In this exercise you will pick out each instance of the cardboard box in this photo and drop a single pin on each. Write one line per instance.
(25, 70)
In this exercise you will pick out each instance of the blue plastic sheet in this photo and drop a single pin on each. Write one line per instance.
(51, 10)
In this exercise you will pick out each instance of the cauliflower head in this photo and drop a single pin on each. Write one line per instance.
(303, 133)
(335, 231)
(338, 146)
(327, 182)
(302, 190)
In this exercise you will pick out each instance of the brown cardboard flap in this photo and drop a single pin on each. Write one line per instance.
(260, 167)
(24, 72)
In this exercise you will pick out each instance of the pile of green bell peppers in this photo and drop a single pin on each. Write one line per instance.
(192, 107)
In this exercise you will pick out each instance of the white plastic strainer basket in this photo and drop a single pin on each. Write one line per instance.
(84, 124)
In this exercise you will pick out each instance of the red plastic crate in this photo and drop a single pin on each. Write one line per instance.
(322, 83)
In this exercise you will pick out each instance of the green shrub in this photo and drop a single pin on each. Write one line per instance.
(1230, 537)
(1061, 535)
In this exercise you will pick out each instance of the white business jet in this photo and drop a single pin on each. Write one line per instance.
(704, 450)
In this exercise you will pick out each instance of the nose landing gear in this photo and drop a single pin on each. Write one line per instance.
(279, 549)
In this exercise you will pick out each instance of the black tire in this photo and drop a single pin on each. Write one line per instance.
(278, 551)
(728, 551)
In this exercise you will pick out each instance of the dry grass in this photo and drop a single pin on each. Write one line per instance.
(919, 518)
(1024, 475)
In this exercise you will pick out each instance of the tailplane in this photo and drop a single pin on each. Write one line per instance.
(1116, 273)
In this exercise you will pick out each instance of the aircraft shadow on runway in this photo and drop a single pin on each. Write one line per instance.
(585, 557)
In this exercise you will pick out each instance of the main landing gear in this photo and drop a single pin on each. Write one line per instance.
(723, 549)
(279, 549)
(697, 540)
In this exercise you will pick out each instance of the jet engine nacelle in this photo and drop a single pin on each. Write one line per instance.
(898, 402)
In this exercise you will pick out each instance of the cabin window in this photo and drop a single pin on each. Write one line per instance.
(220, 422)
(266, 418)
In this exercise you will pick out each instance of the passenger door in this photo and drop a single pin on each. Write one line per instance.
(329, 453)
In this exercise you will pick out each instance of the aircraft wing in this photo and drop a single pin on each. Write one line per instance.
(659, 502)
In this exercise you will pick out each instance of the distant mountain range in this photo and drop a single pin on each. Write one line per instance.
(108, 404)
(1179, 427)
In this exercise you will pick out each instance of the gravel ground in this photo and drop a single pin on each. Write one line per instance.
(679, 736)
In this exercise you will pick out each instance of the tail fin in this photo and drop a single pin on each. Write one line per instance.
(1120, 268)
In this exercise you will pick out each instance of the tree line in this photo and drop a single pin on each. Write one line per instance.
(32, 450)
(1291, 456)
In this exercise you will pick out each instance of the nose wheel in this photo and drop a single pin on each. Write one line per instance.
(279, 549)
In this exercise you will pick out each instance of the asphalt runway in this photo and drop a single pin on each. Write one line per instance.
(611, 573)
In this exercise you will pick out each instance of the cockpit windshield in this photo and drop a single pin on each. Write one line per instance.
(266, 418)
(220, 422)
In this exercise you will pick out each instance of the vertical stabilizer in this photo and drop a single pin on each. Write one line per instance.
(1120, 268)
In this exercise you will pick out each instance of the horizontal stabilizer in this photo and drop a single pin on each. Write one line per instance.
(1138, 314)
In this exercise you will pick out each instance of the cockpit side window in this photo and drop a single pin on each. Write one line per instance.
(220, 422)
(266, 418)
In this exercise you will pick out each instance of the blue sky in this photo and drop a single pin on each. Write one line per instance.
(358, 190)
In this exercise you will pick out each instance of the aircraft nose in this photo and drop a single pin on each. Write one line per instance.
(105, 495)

■ ■ ■ ■

• **What to work on**
Reproduce the material above word for word, from its first line to its last.

• **Solution to this task**
In this exercise you will pick out each instance of the cardboard box in this photo and drop a single pin on each. Write one line per instance.
(25, 70)
In this exercise you will pick out each instance of the blue plastic sheet in this photo and drop a single pin on each. Write one line per instance.
(51, 10)
In this exercise you will pick out each instance of the cauliflower head in this photo and drop a single pin on each. Write one line per instance.
(303, 133)
(335, 231)
(338, 146)
(327, 182)
(302, 190)
In this exercise you will pick out each instance of the brown cardboard flap in this photo and drop a single pin on each. Write one line per instance.
(260, 167)
(24, 72)
In this exercise you will pick out each instance of the pile of green bell peppers in this photo and drop a single pin on each. Write one line per instance.
(192, 107)
In this exercise you will pick out each instance of the white plastic strainer basket in this photo and drop a single pin on each. Write one line per instance.
(84, 124)
In this exercise you will pick out each instance of the red plastic crate in this photo and drop a single pin on each. Write one line per instance.
(322, 83)
In this exercise you will pick out each instance of the green shrub in this photo and drop a single pin on each. Write one line per instance.
(1230, 537)
(1061, 535)
In this exercise you will pick out each instance of the white business jet in this photo and drop a single pin on each. Write one line per instance.
(704, 450)
In this exercise you will pick out each instance of the nose landing gear in this photo and drop a single pin on each. Write one line per instance.
(279, 549)
In this exercise you will pick out each instance of the black tire in this photo and drop a single pin on each. Write one line per instance.
(278, 551)
(728, 551)
In this exercise you will pick out each instance of the dry grass in this photo and drop a single pin on each. Write one line per instance.
(919, 518)
(1024, 475)
In this exercise you will pick out each instance of the tailplane in this photo and drop a single pin on each. Write one line per instance.
(1116, 273)
In this exercise you will pick out each instance of the aircraft shadow on runway in this photo and drop a single pin on each. Write one line per instance.
(585, 557)
In this exercise you will pick out each instance of the main landing gear in this photo and drop a single pin on each. Write one line per instance.
(723, 549)
(279, 549)
(697, 540)
In this exercise you will pick out each instance of the jet engine nacelle in this photo and drop a single pin on each. Write one line per instance.
(898, 402)
In this exercise you will pick out each instance of the cabin window in this photo and drop a single pin on each. Write one line per instance.
(220, 422)
(266, 418)
In this exercise you will pick out each instance of the passenger door in this photo and drop a single pin on each. Write one line per instance.
(329, 453)
In this exercise you will pick out each instance of the aircraft wing in this photo and drop a single pin on each. Write one line per instance.
(659, 502)
In this exercise you will pick out each instance of the distant mountain range in this photo and drop a single pin on each. Write one line per instance.
(108, 404)
(1179, 427)
In this exercise you will pick out each instance of the gravel ground in this photo and drop a single pin on each. Write one line per instance.
(679, 736)
In this exercise you will pick out each instance of the tail fin in this photo and drop a single pin on each. Write one line per instance.
(1120, 268)
In this exercise you will pick out each instance of the tree line in this photo and drop a single pin on each. Write one line per instance.
(32, 450)
(1291, 456)
In this exercise you will pick out each instance of the nose wheel in this photo and drop a single pin on each. Write one line per instance.
(279, 549)
In this exercise you will pick out each instance of the asphalt runway in this photo and drop a single pin on each. Write one line per instance.
(611, 573)
In this exercise you will pick out each instance of the cockpit windshield in this photo and drop a single pin on each. Write one line per instance.
(266, 418)
(220, 422)
In this exercise you will pick out each instance of the vertical stabilizer in this photo and drop a single pin on each. Write one line per instance.
(1120, 268)
In this exercise you will pick out each instance of the horizontal stabilizer in this photo and drop a single pin on each. Write one line per instance.
(1138, 314)
In this exercise you will pick out each instance of the cockpit side window in this photo and drop a single pin on each. Write one line per instance.
(220, 422)
(266, 418)
In this exercise you will pick out each instance of the blue sky in this photo and drop a single pin on each. Write one line per instance.
(358, 190)
In this exercise you will pick out each instance of the aircraft nose in this photo and drop a single pin on each. Write one line per instance.
(105, 495)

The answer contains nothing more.